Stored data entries
☆ ☆ ☆

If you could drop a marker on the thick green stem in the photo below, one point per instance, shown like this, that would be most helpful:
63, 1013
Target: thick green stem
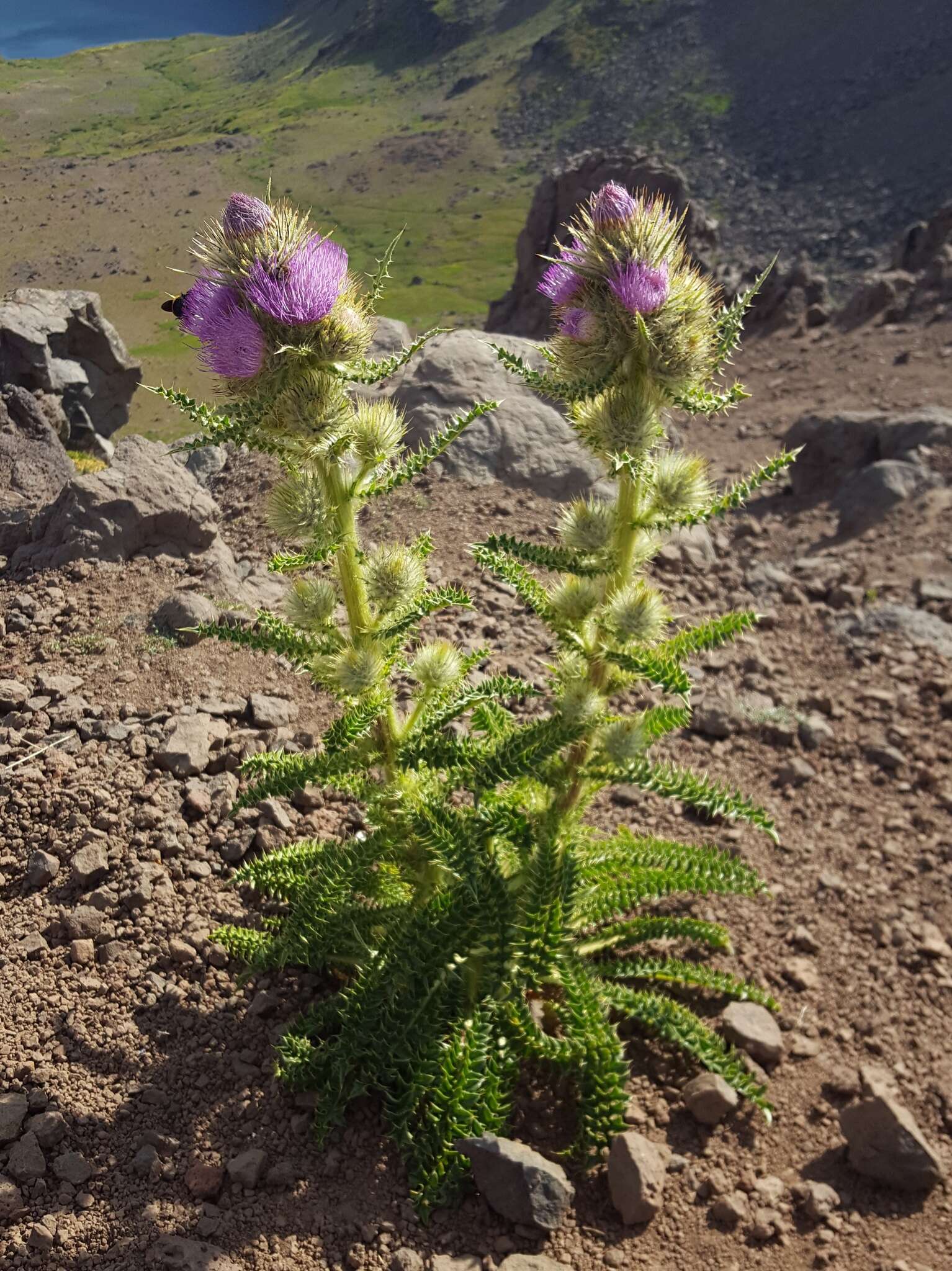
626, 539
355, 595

☆ ☆ ☆

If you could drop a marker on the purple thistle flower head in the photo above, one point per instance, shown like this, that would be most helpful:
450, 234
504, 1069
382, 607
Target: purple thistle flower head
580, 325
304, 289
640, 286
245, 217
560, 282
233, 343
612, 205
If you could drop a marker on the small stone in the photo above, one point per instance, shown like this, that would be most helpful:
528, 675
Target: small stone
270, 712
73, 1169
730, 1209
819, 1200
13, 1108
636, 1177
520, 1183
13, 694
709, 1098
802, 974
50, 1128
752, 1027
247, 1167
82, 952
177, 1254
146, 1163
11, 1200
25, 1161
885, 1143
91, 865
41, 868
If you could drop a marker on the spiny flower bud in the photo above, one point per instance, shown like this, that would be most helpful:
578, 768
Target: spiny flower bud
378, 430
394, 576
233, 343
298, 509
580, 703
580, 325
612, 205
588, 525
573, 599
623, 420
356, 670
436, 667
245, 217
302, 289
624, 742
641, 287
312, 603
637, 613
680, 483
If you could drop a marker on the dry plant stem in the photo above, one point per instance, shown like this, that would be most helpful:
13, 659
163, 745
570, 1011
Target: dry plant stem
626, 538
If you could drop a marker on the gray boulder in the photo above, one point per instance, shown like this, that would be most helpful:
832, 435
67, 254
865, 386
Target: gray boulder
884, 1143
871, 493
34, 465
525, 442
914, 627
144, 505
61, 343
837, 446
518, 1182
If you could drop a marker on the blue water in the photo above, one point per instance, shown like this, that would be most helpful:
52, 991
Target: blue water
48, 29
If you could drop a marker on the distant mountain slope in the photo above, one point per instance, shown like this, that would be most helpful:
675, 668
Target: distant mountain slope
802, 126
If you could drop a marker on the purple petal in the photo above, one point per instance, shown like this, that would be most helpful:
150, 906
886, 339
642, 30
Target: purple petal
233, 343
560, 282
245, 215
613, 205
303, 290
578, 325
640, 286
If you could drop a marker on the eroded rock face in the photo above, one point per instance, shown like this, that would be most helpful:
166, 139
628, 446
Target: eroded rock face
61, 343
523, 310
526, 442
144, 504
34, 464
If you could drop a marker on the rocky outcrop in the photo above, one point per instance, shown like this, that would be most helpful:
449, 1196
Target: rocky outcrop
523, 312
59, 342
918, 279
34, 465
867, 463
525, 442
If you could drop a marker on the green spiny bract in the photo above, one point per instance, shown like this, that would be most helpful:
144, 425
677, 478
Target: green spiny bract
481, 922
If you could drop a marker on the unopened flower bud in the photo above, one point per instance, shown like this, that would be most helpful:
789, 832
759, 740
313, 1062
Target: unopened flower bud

☆ ☆ ☆

◆ GOAL OF THE EXERCISE:
A single number is expected: the count of lines in the entries that carry the string "unopened".

◆ SOLUTION FOR THIS TASK:
2